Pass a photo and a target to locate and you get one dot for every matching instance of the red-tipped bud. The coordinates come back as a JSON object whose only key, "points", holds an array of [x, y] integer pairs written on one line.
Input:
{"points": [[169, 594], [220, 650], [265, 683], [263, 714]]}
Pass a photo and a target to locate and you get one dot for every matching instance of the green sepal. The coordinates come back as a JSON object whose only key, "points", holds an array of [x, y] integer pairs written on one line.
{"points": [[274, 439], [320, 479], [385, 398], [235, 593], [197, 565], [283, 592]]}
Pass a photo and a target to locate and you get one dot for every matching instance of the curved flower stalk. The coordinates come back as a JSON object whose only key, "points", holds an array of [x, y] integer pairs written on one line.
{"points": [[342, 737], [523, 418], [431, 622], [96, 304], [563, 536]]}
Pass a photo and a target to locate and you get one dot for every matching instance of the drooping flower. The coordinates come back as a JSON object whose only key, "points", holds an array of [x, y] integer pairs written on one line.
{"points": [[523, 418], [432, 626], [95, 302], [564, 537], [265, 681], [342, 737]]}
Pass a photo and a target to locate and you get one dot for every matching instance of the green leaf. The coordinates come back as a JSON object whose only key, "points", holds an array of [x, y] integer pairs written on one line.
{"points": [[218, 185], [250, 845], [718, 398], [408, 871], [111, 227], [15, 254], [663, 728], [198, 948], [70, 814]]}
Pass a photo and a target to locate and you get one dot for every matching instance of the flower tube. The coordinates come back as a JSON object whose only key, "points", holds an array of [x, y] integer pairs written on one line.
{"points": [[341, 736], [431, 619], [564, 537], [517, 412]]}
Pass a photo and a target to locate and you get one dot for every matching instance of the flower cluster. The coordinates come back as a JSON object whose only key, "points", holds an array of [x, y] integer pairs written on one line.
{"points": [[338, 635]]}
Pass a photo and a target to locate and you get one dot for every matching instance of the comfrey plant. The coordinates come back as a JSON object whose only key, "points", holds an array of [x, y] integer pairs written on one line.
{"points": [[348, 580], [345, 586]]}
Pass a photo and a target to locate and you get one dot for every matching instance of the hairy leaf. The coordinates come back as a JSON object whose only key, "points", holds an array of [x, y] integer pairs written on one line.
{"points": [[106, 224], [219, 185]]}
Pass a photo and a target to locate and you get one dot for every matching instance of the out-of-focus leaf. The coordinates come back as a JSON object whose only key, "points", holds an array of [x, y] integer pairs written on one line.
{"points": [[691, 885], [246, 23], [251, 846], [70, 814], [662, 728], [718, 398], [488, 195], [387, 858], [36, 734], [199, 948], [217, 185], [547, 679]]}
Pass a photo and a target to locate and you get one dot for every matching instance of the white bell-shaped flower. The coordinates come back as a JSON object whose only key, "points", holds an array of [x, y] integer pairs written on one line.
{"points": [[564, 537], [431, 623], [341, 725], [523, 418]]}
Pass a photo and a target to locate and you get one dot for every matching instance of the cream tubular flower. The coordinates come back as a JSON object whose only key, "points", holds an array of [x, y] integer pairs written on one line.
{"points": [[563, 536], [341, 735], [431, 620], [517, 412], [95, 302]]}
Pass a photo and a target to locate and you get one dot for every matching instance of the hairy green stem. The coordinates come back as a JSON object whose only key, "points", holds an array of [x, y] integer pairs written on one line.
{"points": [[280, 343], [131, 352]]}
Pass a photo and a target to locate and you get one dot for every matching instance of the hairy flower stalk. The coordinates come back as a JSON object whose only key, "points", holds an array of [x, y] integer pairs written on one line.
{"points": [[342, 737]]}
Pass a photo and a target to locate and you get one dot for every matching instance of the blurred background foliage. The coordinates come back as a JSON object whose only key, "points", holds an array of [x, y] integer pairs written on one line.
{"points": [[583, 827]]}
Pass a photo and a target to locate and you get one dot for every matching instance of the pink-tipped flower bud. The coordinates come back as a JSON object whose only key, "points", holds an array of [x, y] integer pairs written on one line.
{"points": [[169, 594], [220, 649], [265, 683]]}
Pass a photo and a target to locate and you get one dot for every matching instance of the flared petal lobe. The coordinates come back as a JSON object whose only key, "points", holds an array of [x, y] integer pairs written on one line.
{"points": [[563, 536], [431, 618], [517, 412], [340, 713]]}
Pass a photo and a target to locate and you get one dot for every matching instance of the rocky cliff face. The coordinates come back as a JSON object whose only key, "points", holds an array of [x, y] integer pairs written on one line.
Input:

-- WORK INSTRUCTIONS --
Write out the records above again, keeping each one identical to the original.

-- RESPONSE TO THE EXERCISE --
Pass a photo and a target to locate and you get one dot for every matching instance of the red-tipped bud. The coordinates come back as a JSON object whose only key, "points", holds an array of [x, y] integer pairs written on one line.
Input:
{"points": [[169, 594], [220, 650], [265, 683], [263, 714]]}
Pass a photo and a target to locate and you get one dot for every matching instance of the green sepal. The coordinates come back as a JSON object whose only key, "points", holds an array of [x, y] integer pairs written on one line.
{"points": [[274, 439], [320, 479], [385, 398], [235, 593], [197, 565], [283, 592]]}
Pass a photo and a target to locate and you get one dot for every matching instance of the curved flower stalk. The coordinates come back as a JSON object whose only key, "points", holds an array of [x, y] integer pairs written on one line.
{"points": [[342, 737], [523, 418], [431, 622], [96, 304], [563, 536]]}
Pass a photo and a target to locate and you get one dot for every matching instance of the drooping flower. The coordinates come back as a JSON object whose only key, "points", holds an array of [x, y] integer pairs written on one line.
{"points": [[523, 418], [432, 626], [95, 302], [564, 537], [265, 681], [342, 737]]}
Pass a photo and a target to locate and you get one dot for every matching instance of the green leaf. The coordinates come back as a JSON object whose only key, "points", holds an array of [x, y] integer pairs written on one line.
{"points": [[218, 185], [250, 845], [718, 398], [408, 871], [111, 227], [15, 254], [663, 728], [198, 948], [70, 814]]}
Pass a photo and a target to locate and you get one dot for every matching instance of the flower tube. The coordinates come back as a JSON object whose only key, "points", holds an array of [x, y] integer pairs written on one line.
{"points": [[341, 736], [431, 619], [564, 537], [517, 412]]}
Pass a photo and a target to locate and you get one dot for every matching instance of the flower cluster. The coordinates come back as a JSON object whose only key, "points", holds an array of [x, y] integer pairs written on one line.
{"points": [[338, 635]]}
Pass a photo and a target to locate and you get one dot for every matching instance of the comfrey plant. The coordinates come back as a JSON object whose only key, "points", holds an array of [x, y] integer pairs written on one line.
{"points": [[348, 580], [345, 586]]}
Pass a photo and a target to locate and you get one dot for every matching instance of the hairy leaf. The coordinates come back as a JSON object whose only key, "points", holds an array of [x, y] integer pairs written on one line.
{"points": [[106, 224], [219, 185]]}
Pass a photo and a target to locate and you get one dot for every matching instance of the out-of-focus leaf. The coordinates come back as a JSON object whose only key, "points", holds an array of [x, y] integer pairs written on one line.
{"points": [[691, 885], [246, 23], [251, 846], [70, 814], [662, 728], [718, 398], [488, 195], [387, 858], [36, 734], [199, 948], [217, 185], [547, 679]]}
Pass a photo and a target to locate and you get one dot for every matching instance of the white bell-shaped flower. The coordinates come back as a JSON object whose only key, "points", holds an array of [x, y] integer pairs written on one line.
{"points": [[564, 537], [431, 623], [341, 725], [523, 418]]}
Pass a photo and a target to locate and you get one dot for every matching instance of the cream tubular flower. The coordinates come back as a JSON object whose only key, "points", holds an array of [x, y] integer pairs written on one line.
{"points": [[563, 536], [341, 735], [431, 620], [517, 412], [95, 302]]}
Pass a photo and a target to locate and you get one dot for every matching instance of the hairy green stem. The coordinates come back as a JSON object whose only key, "points", holds an array of [x, y] integer pairs written on one line.
{"points": [[280, 343], [131, 352]]}
Pass a photo and a target to locate and you get one dot for every matching instance of the hairy flower stalk. The coordinates come back as a JSON object whose only key, "points", holds an array of [x, y] integer pairs written on one line.
{"points": [[342, 737]]}
Pass a photo and a target to locate and you get one dot for every matching instance of the blurred background foliage. The coordinates come back as a JSON object whose only key, "points", holds an array of [x, y] integer pairs written on one line.
{"points": [[583, 827]]}
Pass a photo and a target to locate and you get one dot for every matching instance of the pink-tipped flower bud. The coordinates come back as a JSON object whose only key, "points", holds an array of [x, y] integer pairs written on one line.
{"points": [[169, 594], [220, 649], [265, 683]]}
Pass a photo and a target to locate and you get one dot for every matching instance of the flared petal lobe. The coordinates come back as a JSON object whose only key, "points", holds an array of [x, y] integer pairs written on one line.
{"points": [[563, 536], [431, 618], [517, 412], [340, 713]]}
Pass a photo and a target to locate and you get one dot for every matching instance of the rocky cliff face. The coordinates come back as a JSON object whose only key, "points", holds an array of [x, y] integer pairs written on one line.
Input:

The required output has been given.